• Problem details: Please print each of the entries below exactly.

• Point-per-instance localization data:
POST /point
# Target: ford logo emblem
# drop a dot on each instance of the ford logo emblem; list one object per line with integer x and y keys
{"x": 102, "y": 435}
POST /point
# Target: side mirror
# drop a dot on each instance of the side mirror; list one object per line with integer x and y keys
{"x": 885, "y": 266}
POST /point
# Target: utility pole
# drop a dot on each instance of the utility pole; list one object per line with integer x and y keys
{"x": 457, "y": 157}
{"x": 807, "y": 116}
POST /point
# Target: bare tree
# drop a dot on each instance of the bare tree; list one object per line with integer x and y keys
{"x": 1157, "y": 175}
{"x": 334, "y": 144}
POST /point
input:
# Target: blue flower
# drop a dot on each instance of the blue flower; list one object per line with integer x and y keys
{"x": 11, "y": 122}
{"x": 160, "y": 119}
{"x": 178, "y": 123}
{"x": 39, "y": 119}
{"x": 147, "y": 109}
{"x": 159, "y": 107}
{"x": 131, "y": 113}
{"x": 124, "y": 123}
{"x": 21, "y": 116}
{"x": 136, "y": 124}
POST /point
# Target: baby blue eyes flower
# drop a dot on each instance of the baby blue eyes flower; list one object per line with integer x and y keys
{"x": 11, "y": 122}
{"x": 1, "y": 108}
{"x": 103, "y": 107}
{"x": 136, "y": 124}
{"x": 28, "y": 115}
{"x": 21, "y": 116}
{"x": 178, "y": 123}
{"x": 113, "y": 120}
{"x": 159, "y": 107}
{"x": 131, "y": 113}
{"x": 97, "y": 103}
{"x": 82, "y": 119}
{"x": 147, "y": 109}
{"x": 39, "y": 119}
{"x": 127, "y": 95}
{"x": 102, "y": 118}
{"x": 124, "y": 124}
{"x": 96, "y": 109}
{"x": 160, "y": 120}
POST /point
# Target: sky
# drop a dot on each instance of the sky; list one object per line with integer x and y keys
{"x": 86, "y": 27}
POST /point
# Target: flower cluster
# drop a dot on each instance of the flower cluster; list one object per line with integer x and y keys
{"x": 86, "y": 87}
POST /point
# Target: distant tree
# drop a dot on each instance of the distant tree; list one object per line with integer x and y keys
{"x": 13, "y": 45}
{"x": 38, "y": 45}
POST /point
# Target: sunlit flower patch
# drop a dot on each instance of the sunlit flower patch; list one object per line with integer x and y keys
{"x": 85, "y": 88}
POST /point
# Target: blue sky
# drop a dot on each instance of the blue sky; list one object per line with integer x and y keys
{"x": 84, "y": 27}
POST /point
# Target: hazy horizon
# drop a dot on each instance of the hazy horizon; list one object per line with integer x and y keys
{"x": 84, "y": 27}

• Exercise answer:
POST /point
# Target: ford logo emblem
# drop a dot on each instance of the ford logo emblem; list one object per line with integer x and y keys
{"x": 102, "y": 435}
POST /point
# Target: side mirror
# drop a dot on each instance of the side mirror; list one object per line with integer x and y keys
{"x": 885, "y": 266}
POST /point
# Target: utility pole
# drop a dot on each instance of the utility pole; list one object per line with integer x and y keys
{"x": 457, "y": 157}
{"x": 807, "y": 116}
POST /point
# Target: bare tree
# drop a dot on each instance of the bare tree; list one object per line with integer x and y keys
{"x": 1157, "y": 175}
{"x": 334, "y": 144}
POST /point
input:
# Target: blue flower
# drop a dot on each instance of the blue flower; list one object per line with integer x and y keys
{"x": 11, "y": 122}
{"x": 160, "y": 119}
{"x": 178, "y": 123}
{"x": 39, "y": 119}
{"x": 147, "y": 109}
{"x": 159, "y": 107}
{"x": 131, "y": 113}
{"x": 124, "y": 123}
{"x": 21, "y": 116}
{"x": 136, "y": 124}
POST /point
# Target: baby blue eyes flower
# drop a dot on each instance of the baby blue eyes flower; list one object per line with integer x and y keys
{"x": 11, "y": 122}
{"x": 1, "y": 108}
{"x": 103, "y": 107}
{"x": 136, "y": 124}
{"x": 28, "y": 115}
{"x": 21, "y": 116}
{"x": 178, "y": 123}
{"x": 113, "y": 120}
{"x": 159, "y": 107}
{"x": 131, "y": 113}
{"x": 97, "y": 103}
{"x": 82, "y": 119}
{"x": 147, "y": 109}
{"x": 39, "y": 119}
{"x": 127, "y": 95}
{"x": 102, "y": 118}
{"x": 124, "y": 124}
{"x": 96, "y": 109}
{"x": 160, "y": 120}
POST /point
# Target: sky
# drop a dot on each instance of the sky; list one object per line with integer x and y keys
{"x": 86, "y": 27}
POST /point
# Target: flower cluster
# drop a dot on each instance of the flower cluster; list one object per line with integer x and y keys
{"x": 86, "y": 87}
POST /point
# Target: distant tree
# drop a dot on each instance of the distant tree; list one object per line with integer x and y keys
{"x": 13, "y": 45}
{"x": 38, "y": 45}
POST /point
# Target: sunlit flower patch
# drop a dot on each instance of the sunlit flower patch; list one object per line with integer x and y keys
{"x": 85, "y": 88}
POST /point
# Target: blue sky
# drop a dot on each instance of the blue sky; list one object per line with integer x and y keys
{"x": 84, "y": 27}
POST /point
# Target: hazy horizon
# drop a dot on each instance of the hazy horizon; list one object per line with integer x and y keys
{"x": 84, "y": 27}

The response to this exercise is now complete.